Do this.
Reproduce all of the data word for word.

Dataset content.
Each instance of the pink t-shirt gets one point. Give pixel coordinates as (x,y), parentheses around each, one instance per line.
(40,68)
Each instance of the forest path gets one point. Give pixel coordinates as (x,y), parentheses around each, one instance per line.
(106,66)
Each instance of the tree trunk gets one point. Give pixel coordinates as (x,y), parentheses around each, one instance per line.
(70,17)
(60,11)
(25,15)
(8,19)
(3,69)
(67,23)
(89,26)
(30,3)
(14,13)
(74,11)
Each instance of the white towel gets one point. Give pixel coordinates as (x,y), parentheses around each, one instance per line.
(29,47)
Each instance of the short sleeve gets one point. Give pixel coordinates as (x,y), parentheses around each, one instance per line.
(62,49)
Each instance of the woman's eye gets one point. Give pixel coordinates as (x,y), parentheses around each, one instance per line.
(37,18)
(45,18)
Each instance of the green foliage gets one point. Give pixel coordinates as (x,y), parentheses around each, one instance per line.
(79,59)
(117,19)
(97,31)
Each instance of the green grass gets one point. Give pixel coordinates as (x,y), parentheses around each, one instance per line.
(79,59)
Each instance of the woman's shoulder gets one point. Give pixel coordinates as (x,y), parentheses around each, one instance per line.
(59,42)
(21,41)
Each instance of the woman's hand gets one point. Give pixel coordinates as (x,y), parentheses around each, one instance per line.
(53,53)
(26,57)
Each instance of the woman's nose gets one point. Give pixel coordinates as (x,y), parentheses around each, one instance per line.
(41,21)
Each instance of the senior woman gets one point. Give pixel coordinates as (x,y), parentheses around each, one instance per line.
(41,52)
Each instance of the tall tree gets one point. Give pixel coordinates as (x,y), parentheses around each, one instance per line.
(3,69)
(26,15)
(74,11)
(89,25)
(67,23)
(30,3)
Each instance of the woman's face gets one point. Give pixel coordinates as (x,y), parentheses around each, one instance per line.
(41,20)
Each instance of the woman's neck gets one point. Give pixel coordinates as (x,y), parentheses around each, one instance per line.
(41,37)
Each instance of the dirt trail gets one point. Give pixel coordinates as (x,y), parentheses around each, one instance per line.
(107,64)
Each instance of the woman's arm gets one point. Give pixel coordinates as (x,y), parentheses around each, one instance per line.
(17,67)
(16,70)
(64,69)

Result below.
Each instance of the pink t-shirt gets one point. Give pixel coordinates as (x,y), parentheses around each, one instance per line.
(40,68)
Each instance of the forest path gets one point. Give pixel coordinates as (x,y), parentheses around each, one instance per line.
(106,66)
Each instance of the tree trunk gets one point. Give pixel coordinates as (x,y), parentheses around each, one instance per line.
(70,17)
(60,11)
(25,15)
(8,19)
(3,69)
(67,23)
(89,26)
(30,3)
(14,13)
(74,11)
Each instance of the white towel gets one point. Give pixel coordinates as (x,y), parentheses around each, one instance per line.
(29,47)
Each instance of the short sleeve gets one point. Give pixel coordinates as (x,y), parentheses around each, one instance per line.
(62,49)
Each instance of the woman's eye gets one point. Give pixel coordinates as (x,y), parentheses around each, one instance per line.
(37,18)
(45,18)
Each instance of the green foliage gets one point. Give pixel coordinates as (x,y), parentheses around each, one instance per line.
(79,59)
(117,19)
(97,31)
Each instance of the green grass gets one point. Give pixel coordinates as (x,y), parentheses around each, one instance per line.
(79,59)
Each instance of the woman's shoulder gets one point. Give pixel coordinates as (x,y), parentheses around each, one instance per line.
(59,42)
(21,41)
Each instance of the woman's hand gets one point. Give pixel coordinates as (x,y), parentheses around each, one instance per line.
(53,53)
(26,57)
Each instance of the woman's nose gets one point. Give pixel coordinates as (x,y), parentheses around each, one instance per line.
(41,21)
Each instance of the senior woman gets one point. Give pixel coordinates as (x,y), parentheses around each, one instance per line.
(41,52)
Each instance of the tall tree gets one point. Give pixel coordinates as (x,y), parentheses around each, one instance per line.
(3,69)
(26,15)
(74,11)
(89,25)
(67,23)
(30,3)
Each instance of the woman's face gets one point. Give pixel coordinates as (x,y), parentheses around each, one instance per line.
(41,20)
Each instance of the woman's neck gets one point. Give pixel coordinates as (x,y), parentheses around each, one instance per line.
(41,37)
Each instance of the dirt trail gets one point. Give pixel coordinates as (x,y), parentheses around each, one instance per line.
(107,64)
Each instance of the woman's arm gets one point. Give pixel coordinates as (x,y), parentheses around each, one instance per line.
(17,67)
(16,70)
(64,69)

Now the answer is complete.